▸ **Directions**: Among these records, which lines include "below"? Copy them out.
*** Opening Data section ***
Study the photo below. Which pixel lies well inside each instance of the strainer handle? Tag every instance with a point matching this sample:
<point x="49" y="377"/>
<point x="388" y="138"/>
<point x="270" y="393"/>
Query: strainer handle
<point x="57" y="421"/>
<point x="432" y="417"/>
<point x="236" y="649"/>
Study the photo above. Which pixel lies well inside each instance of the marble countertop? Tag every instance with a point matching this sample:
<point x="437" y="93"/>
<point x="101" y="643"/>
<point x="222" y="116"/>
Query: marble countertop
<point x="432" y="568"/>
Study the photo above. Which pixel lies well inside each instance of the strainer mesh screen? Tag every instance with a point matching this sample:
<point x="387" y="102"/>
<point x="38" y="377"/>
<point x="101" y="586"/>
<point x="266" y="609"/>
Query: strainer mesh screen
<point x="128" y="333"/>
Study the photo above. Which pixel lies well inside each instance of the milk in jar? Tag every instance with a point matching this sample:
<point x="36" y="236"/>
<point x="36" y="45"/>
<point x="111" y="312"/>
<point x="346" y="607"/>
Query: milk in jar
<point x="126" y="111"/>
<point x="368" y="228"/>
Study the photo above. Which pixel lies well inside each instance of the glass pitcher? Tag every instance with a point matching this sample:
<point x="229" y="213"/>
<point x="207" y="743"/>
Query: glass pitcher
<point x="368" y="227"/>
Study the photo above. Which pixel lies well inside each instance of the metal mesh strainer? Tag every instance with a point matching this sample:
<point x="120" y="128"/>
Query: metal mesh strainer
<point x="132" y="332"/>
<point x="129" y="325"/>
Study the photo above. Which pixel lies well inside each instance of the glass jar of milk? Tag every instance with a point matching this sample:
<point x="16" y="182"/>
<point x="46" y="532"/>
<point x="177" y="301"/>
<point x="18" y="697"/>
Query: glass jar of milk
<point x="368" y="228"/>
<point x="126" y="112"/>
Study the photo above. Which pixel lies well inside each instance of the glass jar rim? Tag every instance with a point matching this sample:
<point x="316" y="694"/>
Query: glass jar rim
*** Closing Data section ***
*** Opening Data section ***
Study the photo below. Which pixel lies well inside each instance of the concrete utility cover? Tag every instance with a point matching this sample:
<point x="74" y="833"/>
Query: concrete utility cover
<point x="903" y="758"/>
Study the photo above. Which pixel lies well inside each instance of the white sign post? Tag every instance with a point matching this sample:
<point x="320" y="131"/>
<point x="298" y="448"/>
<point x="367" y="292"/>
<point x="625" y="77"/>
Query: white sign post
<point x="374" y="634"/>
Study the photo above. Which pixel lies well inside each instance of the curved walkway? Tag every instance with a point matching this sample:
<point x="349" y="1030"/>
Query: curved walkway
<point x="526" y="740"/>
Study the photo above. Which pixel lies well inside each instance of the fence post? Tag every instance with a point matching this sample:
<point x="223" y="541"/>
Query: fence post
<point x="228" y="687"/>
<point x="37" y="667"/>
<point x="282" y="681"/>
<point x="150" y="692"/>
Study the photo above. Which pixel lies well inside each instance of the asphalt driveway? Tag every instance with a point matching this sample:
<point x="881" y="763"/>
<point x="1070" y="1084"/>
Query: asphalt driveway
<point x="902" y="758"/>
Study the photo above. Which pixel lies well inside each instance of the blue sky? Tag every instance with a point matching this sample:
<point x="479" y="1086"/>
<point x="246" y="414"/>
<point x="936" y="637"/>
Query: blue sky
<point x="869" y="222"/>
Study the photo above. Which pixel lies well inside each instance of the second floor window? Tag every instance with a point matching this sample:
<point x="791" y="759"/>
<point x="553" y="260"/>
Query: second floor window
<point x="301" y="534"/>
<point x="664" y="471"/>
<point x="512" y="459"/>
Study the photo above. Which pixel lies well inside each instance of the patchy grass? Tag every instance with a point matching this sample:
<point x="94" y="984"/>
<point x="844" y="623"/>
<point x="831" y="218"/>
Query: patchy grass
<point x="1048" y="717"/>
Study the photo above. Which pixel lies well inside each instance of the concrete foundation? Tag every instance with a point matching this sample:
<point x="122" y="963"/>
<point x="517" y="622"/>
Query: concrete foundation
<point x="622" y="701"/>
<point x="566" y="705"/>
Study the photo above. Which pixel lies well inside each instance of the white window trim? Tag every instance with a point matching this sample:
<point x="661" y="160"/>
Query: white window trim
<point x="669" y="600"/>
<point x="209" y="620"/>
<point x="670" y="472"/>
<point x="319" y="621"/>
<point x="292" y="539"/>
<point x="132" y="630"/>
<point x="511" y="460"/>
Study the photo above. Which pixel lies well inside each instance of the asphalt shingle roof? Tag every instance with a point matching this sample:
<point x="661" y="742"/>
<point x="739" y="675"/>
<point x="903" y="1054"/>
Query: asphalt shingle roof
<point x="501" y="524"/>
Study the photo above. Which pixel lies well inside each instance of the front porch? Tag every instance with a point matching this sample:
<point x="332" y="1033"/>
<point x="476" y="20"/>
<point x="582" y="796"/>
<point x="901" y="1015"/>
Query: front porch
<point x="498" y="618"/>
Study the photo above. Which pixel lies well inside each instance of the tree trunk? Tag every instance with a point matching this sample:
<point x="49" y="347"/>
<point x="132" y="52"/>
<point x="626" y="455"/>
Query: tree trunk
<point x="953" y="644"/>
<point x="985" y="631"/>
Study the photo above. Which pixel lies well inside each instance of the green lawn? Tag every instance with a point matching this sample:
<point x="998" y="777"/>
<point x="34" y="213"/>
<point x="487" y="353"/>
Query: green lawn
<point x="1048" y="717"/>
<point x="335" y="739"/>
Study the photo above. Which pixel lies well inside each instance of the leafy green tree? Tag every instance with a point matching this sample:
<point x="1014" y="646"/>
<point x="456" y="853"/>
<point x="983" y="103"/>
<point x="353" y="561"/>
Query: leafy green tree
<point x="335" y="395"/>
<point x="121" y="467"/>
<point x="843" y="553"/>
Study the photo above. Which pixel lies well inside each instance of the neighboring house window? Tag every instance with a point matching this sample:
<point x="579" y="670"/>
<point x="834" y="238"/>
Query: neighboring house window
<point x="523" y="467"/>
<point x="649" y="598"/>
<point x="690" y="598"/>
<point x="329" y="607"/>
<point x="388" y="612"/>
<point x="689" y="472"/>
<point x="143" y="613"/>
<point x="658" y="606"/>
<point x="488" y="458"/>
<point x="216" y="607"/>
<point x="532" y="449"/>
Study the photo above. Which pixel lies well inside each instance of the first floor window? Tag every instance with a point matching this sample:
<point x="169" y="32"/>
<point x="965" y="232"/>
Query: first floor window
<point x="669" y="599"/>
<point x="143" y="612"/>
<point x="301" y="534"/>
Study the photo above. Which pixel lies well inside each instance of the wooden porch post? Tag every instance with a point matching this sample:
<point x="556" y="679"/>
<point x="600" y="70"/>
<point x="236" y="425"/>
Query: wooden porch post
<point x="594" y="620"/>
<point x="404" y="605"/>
*** Closing Data section ***
▸ **Answer section**:
Study the photo below. Which pixel lies well inside each instance of the strainer handle? Tag every instance with a point matching this sample:
Study the photo below. Which pixel lies well inside each instance of the concrete utility cover? Tag every instance with a point matching this sample:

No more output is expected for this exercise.